SET OF TASKS>
- 1) From the post on Franken and Schmidt, reproduce verbatim the stretch from "And those are" through "their mouths off?".
- 2) Please translate this sentence from the post on Franken and Schmidt into Spanish: "The items about Franken and Schmidt are particularly absurd."

━━━━━ PAGE EXCERPT ━━━━━

And those are just the ones I know about.

It's probably just my overdeveloped sense of reason, but wouldn't you think that the "party  of ideas" embodied by Abramoff, Cunningham, DeLay, Harris, Burns, Santorum, Foley, Hastert, and Rove would be a little more careful in choosing subjects on which to shoot their mouths off?

The items about Franken and Schmidt are particularly absurd.

The Franken ad accuses Franken of having compared conservatives to Nazis "who should drink poison and die."  Anyone who knows anything about Franken immediately knows that's nonsense.  But the GOP spokes-sleaze quotes Bernard Goldberg's book.  The problem?  Goldberg creates an imaginary interview of Franken, in which Goldberg imagines Franken saying that.

What the hell.  If they can claim "mission accomplished" and detailed knowledge of the location of sites of WMD, they obviously aren't too good at distinguishing the imaginary from the real.

The Jean Schmidt item...that's pure Schmidt.  Not only does she accuse someone not subject too the House rules of violating the House rules, but her complaint is that her opponent, Victoria Wulsin, had the audacity to release an ad that uses a clip of Schmidt's now-famous speech on the House floor in which she told Rep. Murtha that "cowards cut and run, Marines never do."

That's absurd because Schmidt broke a House rule in making that speech.  Those rules prohibit House members from referring to another member by name or disparaging another member on the House floor.  That's why Schmidt's speech caused such a furor and drew so many boos and catcalls from her fellow House members.

━━━━━ ITEMS ━━━━━

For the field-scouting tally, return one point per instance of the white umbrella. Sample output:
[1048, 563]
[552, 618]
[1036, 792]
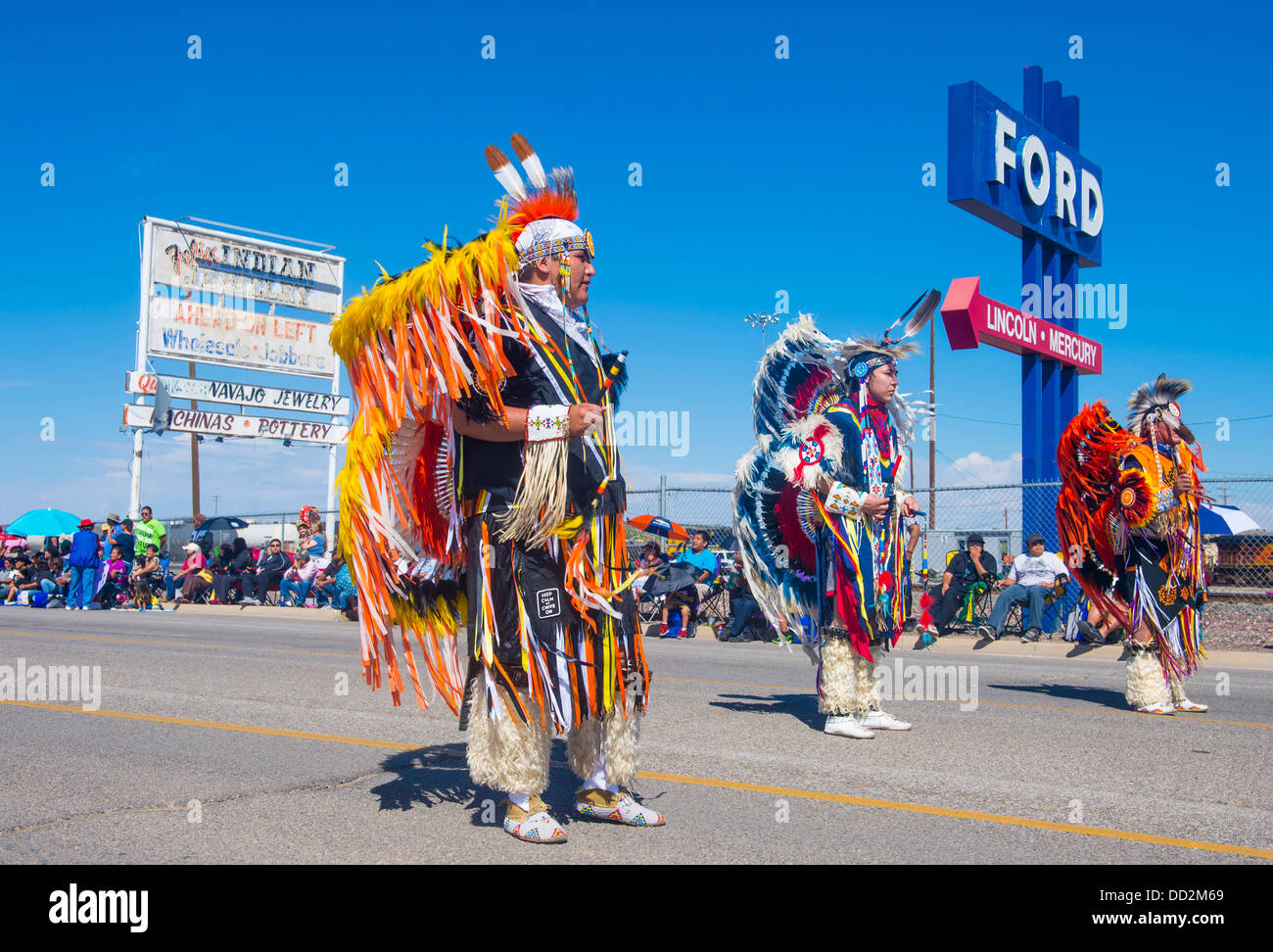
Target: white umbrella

━━━━━

EXERCISE RESULTS>
- 1)
And those are just the ones I know about.

It's probably just my overdeveloped sense of reason, but wouldn't you think that the "party  of ideas" embodied by Abramoff, Cunningham, DeLay, Harris, Burns, Santorum, Foley, Hastert, and Rove would be a little more careful in choosing subjects on which to shoot their mouths off?

- 2) Los puntos sobre Franken y Schmidt son particularmente absurdos.